● PROBLEM
Search the material for the word "woman" and copy each line that holds it.

● TASK INPUT
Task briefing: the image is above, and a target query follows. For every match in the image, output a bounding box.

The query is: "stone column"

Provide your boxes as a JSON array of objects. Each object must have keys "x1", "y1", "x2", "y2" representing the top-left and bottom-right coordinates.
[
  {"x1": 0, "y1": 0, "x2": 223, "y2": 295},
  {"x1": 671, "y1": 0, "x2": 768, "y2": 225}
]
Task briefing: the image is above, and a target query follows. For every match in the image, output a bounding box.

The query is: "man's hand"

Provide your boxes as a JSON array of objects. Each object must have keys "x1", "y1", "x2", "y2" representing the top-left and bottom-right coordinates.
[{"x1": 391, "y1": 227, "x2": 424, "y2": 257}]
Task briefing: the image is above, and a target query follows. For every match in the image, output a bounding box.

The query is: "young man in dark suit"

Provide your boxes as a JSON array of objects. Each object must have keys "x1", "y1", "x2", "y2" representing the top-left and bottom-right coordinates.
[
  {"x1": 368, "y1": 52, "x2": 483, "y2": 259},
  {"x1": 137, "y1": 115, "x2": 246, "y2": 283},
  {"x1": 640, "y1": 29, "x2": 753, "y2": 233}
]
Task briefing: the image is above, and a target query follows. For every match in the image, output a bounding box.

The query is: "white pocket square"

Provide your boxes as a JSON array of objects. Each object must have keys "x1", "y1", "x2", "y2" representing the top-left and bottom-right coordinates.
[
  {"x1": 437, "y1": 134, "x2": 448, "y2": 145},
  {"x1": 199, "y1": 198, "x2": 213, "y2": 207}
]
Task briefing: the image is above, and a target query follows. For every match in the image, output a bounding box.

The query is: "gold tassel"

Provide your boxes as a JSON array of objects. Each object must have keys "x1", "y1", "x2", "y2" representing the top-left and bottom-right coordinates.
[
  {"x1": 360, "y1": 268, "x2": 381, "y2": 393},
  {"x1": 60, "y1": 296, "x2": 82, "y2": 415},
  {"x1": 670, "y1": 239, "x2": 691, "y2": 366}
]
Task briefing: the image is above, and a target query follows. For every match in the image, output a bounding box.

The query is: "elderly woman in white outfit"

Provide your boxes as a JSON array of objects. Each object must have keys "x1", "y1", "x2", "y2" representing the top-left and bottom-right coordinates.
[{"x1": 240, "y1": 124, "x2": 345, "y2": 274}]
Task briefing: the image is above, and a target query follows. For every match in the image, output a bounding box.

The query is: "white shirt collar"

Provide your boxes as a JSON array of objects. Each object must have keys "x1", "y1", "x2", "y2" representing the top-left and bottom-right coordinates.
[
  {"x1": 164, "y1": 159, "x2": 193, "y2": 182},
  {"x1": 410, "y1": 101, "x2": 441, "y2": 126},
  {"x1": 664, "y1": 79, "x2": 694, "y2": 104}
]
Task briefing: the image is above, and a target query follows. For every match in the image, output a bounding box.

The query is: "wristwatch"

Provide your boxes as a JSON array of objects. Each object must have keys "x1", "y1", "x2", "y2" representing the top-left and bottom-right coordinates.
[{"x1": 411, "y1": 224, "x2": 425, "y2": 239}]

...

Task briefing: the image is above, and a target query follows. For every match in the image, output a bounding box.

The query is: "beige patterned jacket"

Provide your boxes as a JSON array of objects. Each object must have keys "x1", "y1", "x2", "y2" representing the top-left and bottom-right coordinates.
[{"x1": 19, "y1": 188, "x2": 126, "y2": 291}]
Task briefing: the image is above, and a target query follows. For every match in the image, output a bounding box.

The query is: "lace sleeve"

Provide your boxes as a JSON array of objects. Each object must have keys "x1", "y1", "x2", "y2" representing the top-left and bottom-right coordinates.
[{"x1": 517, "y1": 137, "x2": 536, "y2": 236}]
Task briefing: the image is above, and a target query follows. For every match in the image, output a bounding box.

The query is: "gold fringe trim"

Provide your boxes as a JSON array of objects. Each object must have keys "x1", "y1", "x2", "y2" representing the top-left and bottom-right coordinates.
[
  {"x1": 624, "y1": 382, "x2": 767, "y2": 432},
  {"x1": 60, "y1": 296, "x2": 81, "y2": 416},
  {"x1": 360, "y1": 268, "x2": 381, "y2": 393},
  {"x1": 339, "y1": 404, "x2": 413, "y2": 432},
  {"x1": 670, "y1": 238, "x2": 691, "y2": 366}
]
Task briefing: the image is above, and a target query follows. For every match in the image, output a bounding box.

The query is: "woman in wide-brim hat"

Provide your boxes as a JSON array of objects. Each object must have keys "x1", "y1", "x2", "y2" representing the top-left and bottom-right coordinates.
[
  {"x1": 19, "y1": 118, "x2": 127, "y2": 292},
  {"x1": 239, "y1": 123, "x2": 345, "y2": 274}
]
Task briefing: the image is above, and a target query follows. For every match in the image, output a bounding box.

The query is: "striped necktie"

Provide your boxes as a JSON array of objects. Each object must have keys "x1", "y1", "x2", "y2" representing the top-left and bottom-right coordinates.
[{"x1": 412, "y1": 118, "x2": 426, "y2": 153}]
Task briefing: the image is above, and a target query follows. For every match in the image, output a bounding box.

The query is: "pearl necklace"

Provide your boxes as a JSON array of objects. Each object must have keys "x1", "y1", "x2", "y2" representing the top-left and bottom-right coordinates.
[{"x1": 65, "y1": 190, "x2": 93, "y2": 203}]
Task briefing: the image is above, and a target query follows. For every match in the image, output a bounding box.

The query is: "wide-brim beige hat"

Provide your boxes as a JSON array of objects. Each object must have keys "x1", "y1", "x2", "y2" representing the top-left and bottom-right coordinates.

---

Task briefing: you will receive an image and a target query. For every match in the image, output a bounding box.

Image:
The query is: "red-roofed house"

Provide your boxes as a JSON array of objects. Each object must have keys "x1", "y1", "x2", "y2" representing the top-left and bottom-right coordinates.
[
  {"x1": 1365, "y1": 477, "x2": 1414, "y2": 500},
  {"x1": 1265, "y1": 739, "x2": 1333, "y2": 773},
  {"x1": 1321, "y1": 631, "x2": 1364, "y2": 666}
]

● ANSWER TO THE EXERCISE
The query is: "elderly woman in white outfit"
The query is: "woman in wide-brim hat"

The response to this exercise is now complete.